(Collected data)
------------
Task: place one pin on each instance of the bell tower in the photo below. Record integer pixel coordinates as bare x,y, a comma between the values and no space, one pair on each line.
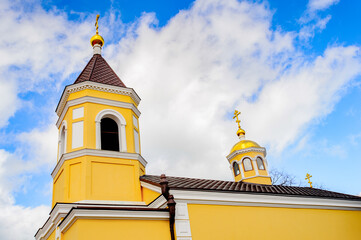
99,154
248,159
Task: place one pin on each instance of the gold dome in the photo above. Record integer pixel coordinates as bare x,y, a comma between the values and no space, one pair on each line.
243,144
97,39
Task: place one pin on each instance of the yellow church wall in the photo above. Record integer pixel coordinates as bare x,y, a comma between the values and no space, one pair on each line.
90,112
95,229
259,180
263,172
52,236
148,195
72,232
59,188
75,181
100,94
241,222
97,178
247,154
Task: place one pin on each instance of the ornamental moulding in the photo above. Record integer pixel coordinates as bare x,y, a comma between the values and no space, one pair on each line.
94,86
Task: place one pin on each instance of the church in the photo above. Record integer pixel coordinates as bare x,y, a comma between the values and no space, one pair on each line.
101,189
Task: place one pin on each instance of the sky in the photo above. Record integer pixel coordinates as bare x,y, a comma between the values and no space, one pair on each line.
293,68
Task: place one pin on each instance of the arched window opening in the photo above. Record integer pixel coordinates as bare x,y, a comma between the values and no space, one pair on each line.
247,165
260,164
236,169
109,134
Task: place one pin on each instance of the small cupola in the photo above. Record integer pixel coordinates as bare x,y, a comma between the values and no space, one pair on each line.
247,159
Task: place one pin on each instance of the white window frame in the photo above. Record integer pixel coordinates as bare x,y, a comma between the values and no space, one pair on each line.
119,119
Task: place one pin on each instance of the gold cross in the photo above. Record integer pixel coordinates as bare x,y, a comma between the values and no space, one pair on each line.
236,113
96,24
308,176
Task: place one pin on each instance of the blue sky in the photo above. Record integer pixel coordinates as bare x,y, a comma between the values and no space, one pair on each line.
291,67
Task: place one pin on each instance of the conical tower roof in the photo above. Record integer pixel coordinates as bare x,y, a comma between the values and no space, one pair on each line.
98,70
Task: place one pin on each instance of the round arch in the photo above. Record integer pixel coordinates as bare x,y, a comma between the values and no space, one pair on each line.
119,119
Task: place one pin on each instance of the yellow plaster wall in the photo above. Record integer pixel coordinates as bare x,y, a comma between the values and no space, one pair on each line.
247,174
100,94
72,233
98,178
52,236
259,180
75,181
59,188
240,222
96,229
90,112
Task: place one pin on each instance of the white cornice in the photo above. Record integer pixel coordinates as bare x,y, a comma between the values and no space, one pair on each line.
89,99
97,153
95,86
60,210
159,202
262,200
252,149
76,214
106,202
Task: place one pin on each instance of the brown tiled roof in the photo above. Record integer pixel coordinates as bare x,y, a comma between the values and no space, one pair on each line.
98,70
230,186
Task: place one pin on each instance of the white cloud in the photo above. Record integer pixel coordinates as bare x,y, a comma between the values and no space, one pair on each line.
191,74
318,5
311,20
21,223
36,151
213,58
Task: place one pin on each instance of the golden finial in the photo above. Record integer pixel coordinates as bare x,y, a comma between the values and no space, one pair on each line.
308,176
240,130
96,24
97,39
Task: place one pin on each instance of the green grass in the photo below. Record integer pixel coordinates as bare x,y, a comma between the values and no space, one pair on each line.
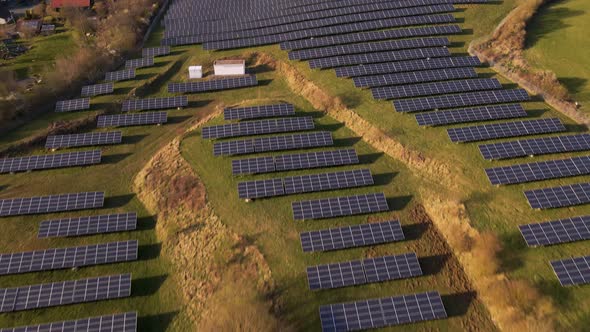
41,54
557,39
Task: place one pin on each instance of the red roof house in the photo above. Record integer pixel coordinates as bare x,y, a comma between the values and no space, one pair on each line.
55,4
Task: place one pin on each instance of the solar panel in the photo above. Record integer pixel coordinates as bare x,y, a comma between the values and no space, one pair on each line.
417,53
65,292
475,114
51,203
370,36
413,77
543,170
256,112
107,223
460,100
505,129
535,146
213,85
339,206
375,313
352,236
556,231
64,258
72,105
139,63
155,51
78,140
260,188
120,75
340,157
407,66
365,47
154,103
39,162
274,143
97,89
436,88
253,165
358,272
328,181
125,322
138,119
258,127
572,271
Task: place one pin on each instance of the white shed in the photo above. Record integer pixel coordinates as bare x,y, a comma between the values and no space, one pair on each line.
195,72
229,67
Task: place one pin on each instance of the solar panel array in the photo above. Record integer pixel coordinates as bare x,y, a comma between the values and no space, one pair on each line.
107,223
51,203
138,119
407,66
78,140
305,183
461,100
543,170
572,271
556,231
475,114
120,75
363,37
258,127
294,161
139,63
339,206
64,258
535,146
436,88
376,313
68,159
352,236
274,143
556,197
65,292
155,51
72,105
125,322
390,45
505,129
256,112
413,77
97,89
213,85
376,57
154,103
364,271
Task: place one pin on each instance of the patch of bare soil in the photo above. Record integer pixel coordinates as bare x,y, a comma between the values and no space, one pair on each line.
224,281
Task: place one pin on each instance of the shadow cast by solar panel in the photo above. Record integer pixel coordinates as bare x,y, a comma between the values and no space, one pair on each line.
114,158
432,265
399,203
117,201
159,322
178,119
148,252
133,139
147,286
414,231
458,304
369,158
346,142
146,223
383,179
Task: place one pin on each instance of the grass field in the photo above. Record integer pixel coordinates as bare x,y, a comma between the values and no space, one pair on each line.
557,39
269,223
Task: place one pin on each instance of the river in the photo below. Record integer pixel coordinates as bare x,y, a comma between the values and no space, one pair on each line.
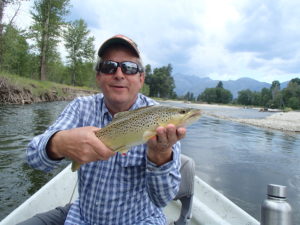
236,159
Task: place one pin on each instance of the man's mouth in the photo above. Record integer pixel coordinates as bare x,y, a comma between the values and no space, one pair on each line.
118,86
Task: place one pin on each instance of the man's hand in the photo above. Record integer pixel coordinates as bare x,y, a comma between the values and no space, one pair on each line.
78,144
160,146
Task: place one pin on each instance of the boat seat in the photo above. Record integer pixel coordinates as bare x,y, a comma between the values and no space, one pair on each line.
186,190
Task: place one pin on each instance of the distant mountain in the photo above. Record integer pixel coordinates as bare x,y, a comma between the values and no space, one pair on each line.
197,85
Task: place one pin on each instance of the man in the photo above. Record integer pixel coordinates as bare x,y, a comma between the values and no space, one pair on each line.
113,188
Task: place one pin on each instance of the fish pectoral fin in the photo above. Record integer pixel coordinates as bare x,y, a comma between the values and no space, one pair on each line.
122,149
148,134
75,166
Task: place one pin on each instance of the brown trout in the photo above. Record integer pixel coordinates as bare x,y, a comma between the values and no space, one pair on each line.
131,128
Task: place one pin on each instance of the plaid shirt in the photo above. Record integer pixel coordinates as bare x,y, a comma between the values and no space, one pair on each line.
126,189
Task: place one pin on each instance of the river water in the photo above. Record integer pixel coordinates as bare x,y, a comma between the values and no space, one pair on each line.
236,159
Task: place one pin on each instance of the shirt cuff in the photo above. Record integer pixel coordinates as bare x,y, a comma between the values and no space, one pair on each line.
43,151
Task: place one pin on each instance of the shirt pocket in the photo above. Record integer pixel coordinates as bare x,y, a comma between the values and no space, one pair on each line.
132,167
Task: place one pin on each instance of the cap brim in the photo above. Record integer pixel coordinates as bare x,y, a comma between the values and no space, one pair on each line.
114,41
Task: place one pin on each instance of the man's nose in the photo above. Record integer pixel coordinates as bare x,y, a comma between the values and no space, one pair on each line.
119,73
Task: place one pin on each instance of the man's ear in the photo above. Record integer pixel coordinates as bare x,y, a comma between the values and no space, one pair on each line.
98,76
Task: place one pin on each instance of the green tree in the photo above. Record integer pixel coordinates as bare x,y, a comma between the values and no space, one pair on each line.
245,97
189,96
216,95
291,94
277,101
48,17
209,95
15,52
220,84
80,49
161,82
265,97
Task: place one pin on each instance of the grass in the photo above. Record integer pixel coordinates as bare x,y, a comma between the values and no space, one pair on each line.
38,88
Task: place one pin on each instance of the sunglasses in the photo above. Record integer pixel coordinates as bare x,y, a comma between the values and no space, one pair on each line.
127,67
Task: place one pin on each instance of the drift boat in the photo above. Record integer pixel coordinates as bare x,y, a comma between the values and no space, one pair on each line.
200,205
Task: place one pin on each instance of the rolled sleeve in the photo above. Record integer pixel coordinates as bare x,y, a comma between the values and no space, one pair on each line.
36,151
163,181
37,155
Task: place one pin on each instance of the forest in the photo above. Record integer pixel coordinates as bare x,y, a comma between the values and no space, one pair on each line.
33,53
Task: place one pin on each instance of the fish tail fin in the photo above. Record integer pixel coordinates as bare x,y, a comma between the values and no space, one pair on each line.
75,166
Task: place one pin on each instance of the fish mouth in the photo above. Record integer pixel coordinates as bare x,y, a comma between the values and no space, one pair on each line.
195,113
193,116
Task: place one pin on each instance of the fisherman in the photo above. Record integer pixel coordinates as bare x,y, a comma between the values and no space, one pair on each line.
113,188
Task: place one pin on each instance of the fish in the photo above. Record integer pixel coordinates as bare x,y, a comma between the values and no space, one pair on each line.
135,127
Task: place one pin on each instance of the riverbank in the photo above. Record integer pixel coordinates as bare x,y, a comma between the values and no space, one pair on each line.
20,90
285,121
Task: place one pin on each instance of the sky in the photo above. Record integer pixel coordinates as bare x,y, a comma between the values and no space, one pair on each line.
219,39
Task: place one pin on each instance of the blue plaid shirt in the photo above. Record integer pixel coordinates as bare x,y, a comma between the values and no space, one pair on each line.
126,189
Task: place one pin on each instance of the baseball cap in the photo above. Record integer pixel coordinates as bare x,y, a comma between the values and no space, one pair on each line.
118,39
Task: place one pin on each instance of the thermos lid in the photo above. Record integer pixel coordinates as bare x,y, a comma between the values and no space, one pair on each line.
276,190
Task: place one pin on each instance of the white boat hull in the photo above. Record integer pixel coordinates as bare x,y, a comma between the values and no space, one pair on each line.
209,206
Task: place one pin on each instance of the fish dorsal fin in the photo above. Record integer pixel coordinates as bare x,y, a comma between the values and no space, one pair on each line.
122,149
121,115
148,134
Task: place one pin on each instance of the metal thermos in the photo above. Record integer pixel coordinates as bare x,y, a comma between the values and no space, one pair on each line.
275,210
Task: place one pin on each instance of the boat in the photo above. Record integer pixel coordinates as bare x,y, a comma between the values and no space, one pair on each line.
206,206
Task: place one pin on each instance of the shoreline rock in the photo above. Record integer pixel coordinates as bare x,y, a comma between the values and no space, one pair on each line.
11,94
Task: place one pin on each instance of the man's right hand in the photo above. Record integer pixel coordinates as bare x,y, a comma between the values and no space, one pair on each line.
78,144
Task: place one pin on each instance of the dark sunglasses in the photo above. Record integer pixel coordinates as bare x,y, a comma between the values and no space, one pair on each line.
127,67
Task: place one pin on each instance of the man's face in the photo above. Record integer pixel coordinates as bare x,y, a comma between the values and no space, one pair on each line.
120,90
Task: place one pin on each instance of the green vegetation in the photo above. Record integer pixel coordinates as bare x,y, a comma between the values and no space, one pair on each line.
38,88
274,97
160,81
216,95
32,53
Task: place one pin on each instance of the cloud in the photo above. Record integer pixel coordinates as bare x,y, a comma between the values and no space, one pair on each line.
216,38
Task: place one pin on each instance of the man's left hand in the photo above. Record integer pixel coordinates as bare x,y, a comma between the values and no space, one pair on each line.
160,146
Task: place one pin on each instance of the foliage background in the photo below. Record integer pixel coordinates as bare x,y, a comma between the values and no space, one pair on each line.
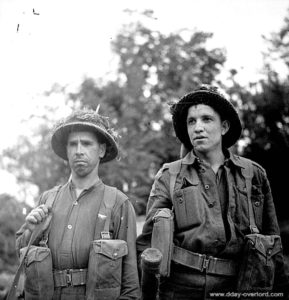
155,70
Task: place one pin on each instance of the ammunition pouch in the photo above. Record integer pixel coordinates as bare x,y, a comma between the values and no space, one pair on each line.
38,282
257,269
105,269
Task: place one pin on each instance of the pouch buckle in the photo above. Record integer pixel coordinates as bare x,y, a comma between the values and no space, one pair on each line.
205,264
68,278
105,235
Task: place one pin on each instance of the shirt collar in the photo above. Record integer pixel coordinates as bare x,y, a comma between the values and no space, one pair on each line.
72,185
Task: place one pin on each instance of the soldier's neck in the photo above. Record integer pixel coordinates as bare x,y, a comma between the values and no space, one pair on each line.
85,182
215,159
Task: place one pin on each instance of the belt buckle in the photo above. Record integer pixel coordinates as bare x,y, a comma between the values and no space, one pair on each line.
205,263
68,278
105,235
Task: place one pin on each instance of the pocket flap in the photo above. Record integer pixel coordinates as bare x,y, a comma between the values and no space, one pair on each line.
267,245
113,249
35,254
163,213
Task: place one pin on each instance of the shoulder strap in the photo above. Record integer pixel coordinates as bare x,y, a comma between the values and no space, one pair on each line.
174,170
109,199
248,173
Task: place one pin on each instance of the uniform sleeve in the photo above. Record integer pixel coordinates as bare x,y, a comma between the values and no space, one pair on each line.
270,226
159,198
125,224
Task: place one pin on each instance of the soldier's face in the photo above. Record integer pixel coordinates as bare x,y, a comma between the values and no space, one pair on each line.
205,129
84,152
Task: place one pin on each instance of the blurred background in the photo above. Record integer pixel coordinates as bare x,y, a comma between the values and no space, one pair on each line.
134,58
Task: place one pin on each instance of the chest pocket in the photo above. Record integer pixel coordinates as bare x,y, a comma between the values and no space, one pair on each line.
189,211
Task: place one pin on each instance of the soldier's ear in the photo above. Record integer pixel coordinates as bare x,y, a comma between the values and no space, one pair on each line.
102,148
183,151
225,127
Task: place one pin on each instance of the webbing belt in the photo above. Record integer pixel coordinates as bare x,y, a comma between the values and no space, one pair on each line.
69,277
201,262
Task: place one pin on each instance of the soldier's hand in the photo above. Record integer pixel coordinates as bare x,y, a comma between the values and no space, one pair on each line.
36,216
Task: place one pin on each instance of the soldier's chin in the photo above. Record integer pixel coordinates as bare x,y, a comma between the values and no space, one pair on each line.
81,172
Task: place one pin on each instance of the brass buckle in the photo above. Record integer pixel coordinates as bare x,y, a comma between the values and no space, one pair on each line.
205,264
68,278
105,235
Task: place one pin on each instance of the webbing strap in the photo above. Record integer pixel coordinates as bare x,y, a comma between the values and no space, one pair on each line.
109,199
248,174
174,170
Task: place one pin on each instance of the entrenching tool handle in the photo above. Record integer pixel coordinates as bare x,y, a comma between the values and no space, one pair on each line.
150,264
38,229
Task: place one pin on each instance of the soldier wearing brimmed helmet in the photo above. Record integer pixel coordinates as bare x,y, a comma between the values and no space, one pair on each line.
206,192
92,230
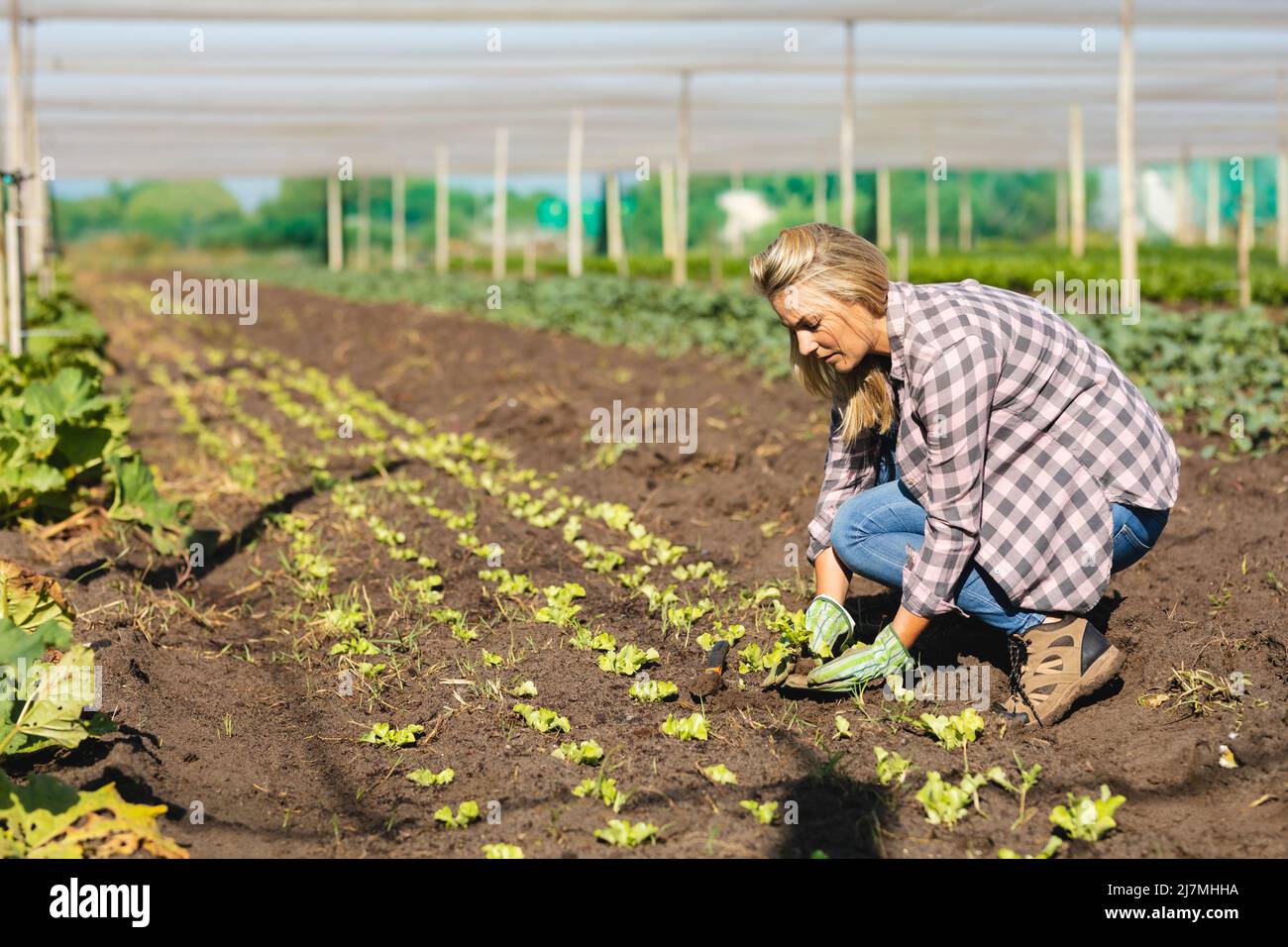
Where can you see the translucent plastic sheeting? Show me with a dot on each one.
(284, 86)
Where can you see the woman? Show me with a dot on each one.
(986, 458)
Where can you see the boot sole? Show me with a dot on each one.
(1102, 672)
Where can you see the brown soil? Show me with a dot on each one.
(227, 696)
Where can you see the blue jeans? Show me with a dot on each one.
(872, 530)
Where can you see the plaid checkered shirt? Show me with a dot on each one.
(1016, 434)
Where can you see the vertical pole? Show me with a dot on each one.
(1181, 235)
(613, 219)
(739, 248)
(500, 200)
(931, 214)
(1244, 241)
(1127, 153)
(1282, 180)
(848, 132)
(1214, 204)
(1061, 208)
(669, 210)
(1077, 184)
(442, 210)
(35, 222)
(398, 222)
(365, 222)
(681, 262)
(575, 223)
(884, 223)
(14, 144)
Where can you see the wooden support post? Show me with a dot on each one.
(364, 223)
(500, 200)
(846, 170)
(334, 224)
(668, 187)
(1077, 184)
(398, 221)
(613, 221)
(1214, 204)
(931, 214)
(681, 263)
(1244, 244)
(1127, 153)
(442, 210)
(1282, 180)
(1061, 208)
(576, 137)
(884, 218)
(16, 140)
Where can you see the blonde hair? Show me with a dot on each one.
(846, 266)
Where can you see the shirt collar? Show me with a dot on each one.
(896, 328)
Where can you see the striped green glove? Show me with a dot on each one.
(827, 621)
(863, 664)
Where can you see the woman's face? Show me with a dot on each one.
(832, 331)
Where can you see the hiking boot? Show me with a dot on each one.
(1052, 665)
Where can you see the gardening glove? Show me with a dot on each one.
(863, 664)
(827, 622)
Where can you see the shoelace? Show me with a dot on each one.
(1019, 655)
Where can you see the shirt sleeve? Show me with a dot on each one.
(849, 468)
(954, 406)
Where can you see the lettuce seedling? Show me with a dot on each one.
(1048, 851)
(692, 727)
(526, 689)
(653, 690)
(892, 768)
(428, 777)
(720, 775)
(764, 812)
(542, 719)
(623, 834)
(588, 753)
(945, 802)
(385, 735)
(465, 813)
(627, 661)
(1087, 818)
(355, 646)
(601, 789)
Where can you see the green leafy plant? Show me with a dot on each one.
(588, 753)
(386, 735)
(763, 812)
(623, 834)
(542, 719)
(653, 690)
(1087, 818)
(428, 777)
(892, 768)
(692, 727)
(465, 813)
(720, 775)
(627, 661)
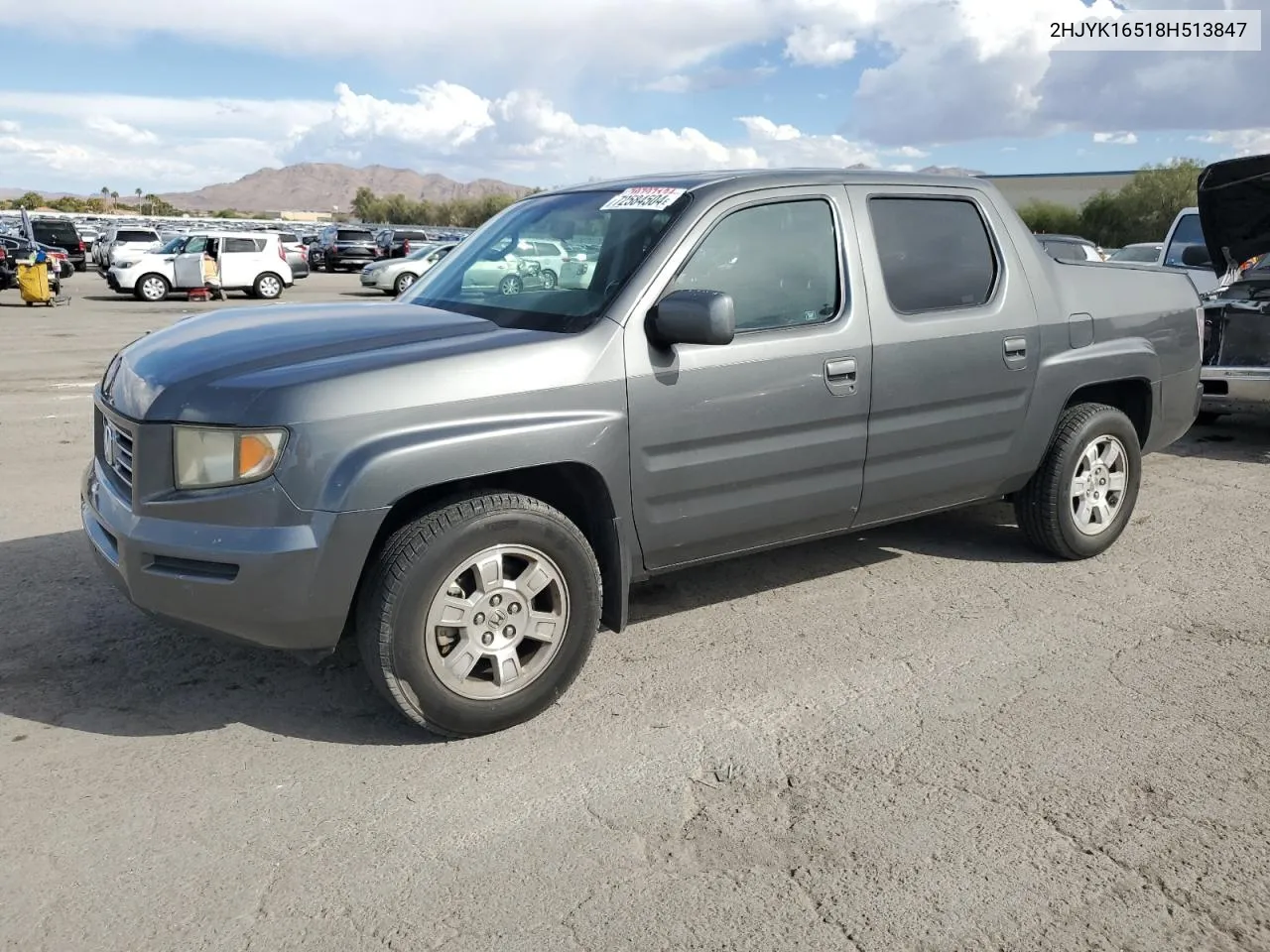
------------
Your goal
Your task is to retype, exactly and only, the lines from the line holding "Where can you see the woman's" through the final line of the data above, with both ends kept. Drop the pictures.

Answer section
Where can you see the woman's face? Show me with a dot on each one.
(832, 331)
Where can you see the hiking boot? Show me with a dot on each one.
(1052, 665)
Where can you see the gardening glove? Show me with a dot on each one.
(863, 664)
(827, 622)
Where can you see the shoelace? Show me with a dot on each one.
(1019, 655)
Where can you see the shirt sleeve? Show me with a dot on each one.
(849, 468)
(954, 406)
Where can you see the lettuce seedling? Show me with a dot on each one.
(1048, 851)
(692, 727)
(526, 689)
(653, 690)
(892, 768)
(428, 777)
(720, 775)
(764, 812)
(542, 719)
(623, 834)
(588, 753)
(945, 802)
(385, 735)
(465, 813)
(627, 661)
(1087, 818)
(355, 646)
(601, 789)
Where can you see the green leafy plant? Show me with a dot on each one.
(588, 753)
(386, 735)
(763, 812)
(623, 834)
(542, 719)
(653, 690)
(1087, 818)
(428, 777)
(892, 768)
(692, 727)
(465, 813)
(720, 775)
(627, 661)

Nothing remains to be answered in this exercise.